本文抜粋 →
2021/09/22(水) - 18:20
北海道のグラベルは、生きている。羊蹄山の裾野に広がるそば畑の中を、一直線に貫く未舗装路に車輪を踏み入れた時、僕は確かにそう感じた。日常的な往来を感じさせる整った路面と、瑞々しい森の中に点在する生活の拠点や放牧地。僕たちグラベルライダーにとってのフロンティアがそこにはあった。
北海道の道央地方西部にある後志(しりべし)地方の中でも、ニセコの存在感は際立っていると言って良い。ウインタースポーツに通じる方なら世界有数のパウダースノーの魅力を知っていることであろうし、蝦夷富士として親しまれる羊蹄山は、古くから神が宿る山として特別な存在感を醸し出してきた。
そして今、ニセコエリアを中心とするこの地域は自転車乗りの聖地として芽吹こうとしている。もとより雄大な自然を楽しめるロケーションが広がるこの地に誕生した「ニセコクラシック」は、最長150kmのラインレースとしてロードレーサーたちの心を掴み、さらに無数の未舗装路を使ったグラベルイベント「ニセコグラベル」もテストイベントを経て今年初開催。もはやこの地を訪れない理由を探す方が難しい、とさえ思えた。
千歳空港で「やっぱり北海道の空気は肌に合う」と喜ぶキャノンデールのカズこと山本和弘さんと合流し、まず向かった先はニセコではなく、小樽。今回の案内役を務めてくれる写真家の渡辺洋一さんと、山岳ガイドの立本明広さんを訪ねるためだ。石狩湾から潮の香りが吹き上げる、春香山(はるかやま)の裾野にタッチー(立本)さんの素敵な自宅はあった。
いかにも雪山の男を感じさせる、たっぷりと日焼けした顔をくしゃっと笑わせて出迎えてくれたお二人。さあ自己紹介、と思いきや、「挨拶は走りながらしようよ!」。バイタリティの塊のようなお二人に勧められるがまま、あれよあれよとタッチーさんのホームコースに出かけることとなった。

作業指示 → 北海道ニセコのグラベルライドを紹介する本文について、最後の一文の後に来る続きを書いてください。 この後に続く行は参照しなくてかまいません。

抽出情報 →

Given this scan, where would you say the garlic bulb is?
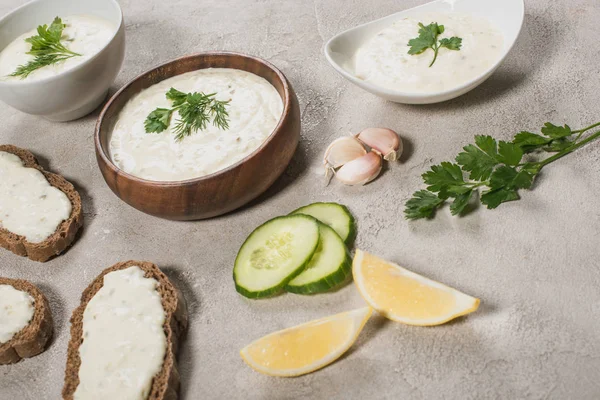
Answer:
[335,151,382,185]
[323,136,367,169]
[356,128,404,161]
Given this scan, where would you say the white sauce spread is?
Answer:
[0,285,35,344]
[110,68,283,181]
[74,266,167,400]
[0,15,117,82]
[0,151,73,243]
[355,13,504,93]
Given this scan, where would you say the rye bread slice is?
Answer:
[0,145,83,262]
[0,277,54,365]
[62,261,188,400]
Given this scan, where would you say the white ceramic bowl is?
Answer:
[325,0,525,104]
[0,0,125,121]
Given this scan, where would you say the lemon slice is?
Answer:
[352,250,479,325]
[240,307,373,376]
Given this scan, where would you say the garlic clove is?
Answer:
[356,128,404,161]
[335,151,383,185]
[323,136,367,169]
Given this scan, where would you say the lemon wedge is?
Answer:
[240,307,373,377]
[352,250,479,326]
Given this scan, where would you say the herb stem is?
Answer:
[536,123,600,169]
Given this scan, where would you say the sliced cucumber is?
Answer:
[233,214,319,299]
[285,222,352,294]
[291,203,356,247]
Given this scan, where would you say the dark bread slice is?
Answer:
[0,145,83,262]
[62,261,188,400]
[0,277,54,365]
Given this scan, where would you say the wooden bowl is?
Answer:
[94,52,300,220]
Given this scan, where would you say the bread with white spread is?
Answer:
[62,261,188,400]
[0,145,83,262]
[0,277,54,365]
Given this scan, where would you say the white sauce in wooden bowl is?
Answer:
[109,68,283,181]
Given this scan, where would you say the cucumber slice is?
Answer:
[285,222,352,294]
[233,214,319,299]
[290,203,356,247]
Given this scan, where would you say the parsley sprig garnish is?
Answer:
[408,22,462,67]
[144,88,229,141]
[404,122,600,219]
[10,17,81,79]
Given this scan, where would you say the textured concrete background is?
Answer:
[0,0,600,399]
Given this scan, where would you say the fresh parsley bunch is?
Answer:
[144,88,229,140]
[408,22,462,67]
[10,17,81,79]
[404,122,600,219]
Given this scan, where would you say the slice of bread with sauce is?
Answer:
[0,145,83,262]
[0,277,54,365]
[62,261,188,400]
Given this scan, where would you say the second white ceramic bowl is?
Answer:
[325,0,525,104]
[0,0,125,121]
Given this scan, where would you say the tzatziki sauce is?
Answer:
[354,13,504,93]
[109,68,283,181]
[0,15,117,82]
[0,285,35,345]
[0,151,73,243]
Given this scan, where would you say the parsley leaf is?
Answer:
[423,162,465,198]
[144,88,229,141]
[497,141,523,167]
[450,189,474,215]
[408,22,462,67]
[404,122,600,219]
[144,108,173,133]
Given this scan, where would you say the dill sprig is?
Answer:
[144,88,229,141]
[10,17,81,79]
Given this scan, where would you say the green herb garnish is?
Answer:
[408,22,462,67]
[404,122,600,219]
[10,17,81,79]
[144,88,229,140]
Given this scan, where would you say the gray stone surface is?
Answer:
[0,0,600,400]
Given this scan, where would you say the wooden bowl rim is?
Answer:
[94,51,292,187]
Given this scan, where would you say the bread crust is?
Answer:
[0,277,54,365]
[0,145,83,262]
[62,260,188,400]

作業結果 →
美しく整った未舗装林道から小高い丘を登り、頂上で石狩湾を望む眺望を堪能し、声を上げたくなるようなハイスピードダウンヒルで15kmのループを取る。「冬なら自宅のドアtoドアでバックカントリースキーを楽しめる場所なんです」と笑うタッチーさんの"ホーム"コースは、グラベルロードやMTBにも素晴らしいレイアウト。そしてその最後には、筋金入りのマウンテンバイク乗りであることを何よりも主張する、自宅の庭に作り上げたお手製トレイルを走らせてもらうこともできた。
ドイツ語で自転車乗りを意味する名が付けられたビールで乾杯し、奥様が作る美味しい料理に舌鼓を打ちながら、ライド本番となる明日の工程に胸躍らせた。目指すのは、ニセコに根を下ろし、グラベルバイクでコース開拓に勤しむ渡辺(洋一)さんがイチ押しする、羊蹄山の麓の未舗装路。明日は朝6時起きの予定だ。
他と似ているようで、どことも違う。ニセコという場所は、雄大で、どこか優しさを感じさせる唯一無二の場所だった。中心街は外資投入による高級リゾートとして発展を続けているものの、ふと中心街から離れれば、開拓使が切り開いた牧歌的な農村風景が延々と続く。その中にすっくと佇む羊蹄山は、格別な存在感をもって僕たちを迎えてくれた。
洋一さんのアトリエであり、奥様の和菓子工房でもある自宅で準備を進めた。庭に群生しているペパーミントを摘まみ、手で揉んでからボトルに入れるのが洋一さん流だ。ものの5分も走らず尻別川のほとりに到着すると、そこにはすぐ近くの高級リゾートの存在を感じさせない、素敵な道の入り口が待っていた。
幻の魚とも呼ばれるイトウが棲む尻別川沿いを離れ、収穫の時期が近づくじゃがいもや蕎麦、あるいは小麦の畑沿いを駆け抜ける爽快なグラベルライドを楽しむ。さっきまで遠く感じていた羊蹄山があっと言う間に目の前に迫り、いよいよその山裾に分け入っていく。そしてこの林道もまた、グラベルタイヤに適した整った極上ルートだった。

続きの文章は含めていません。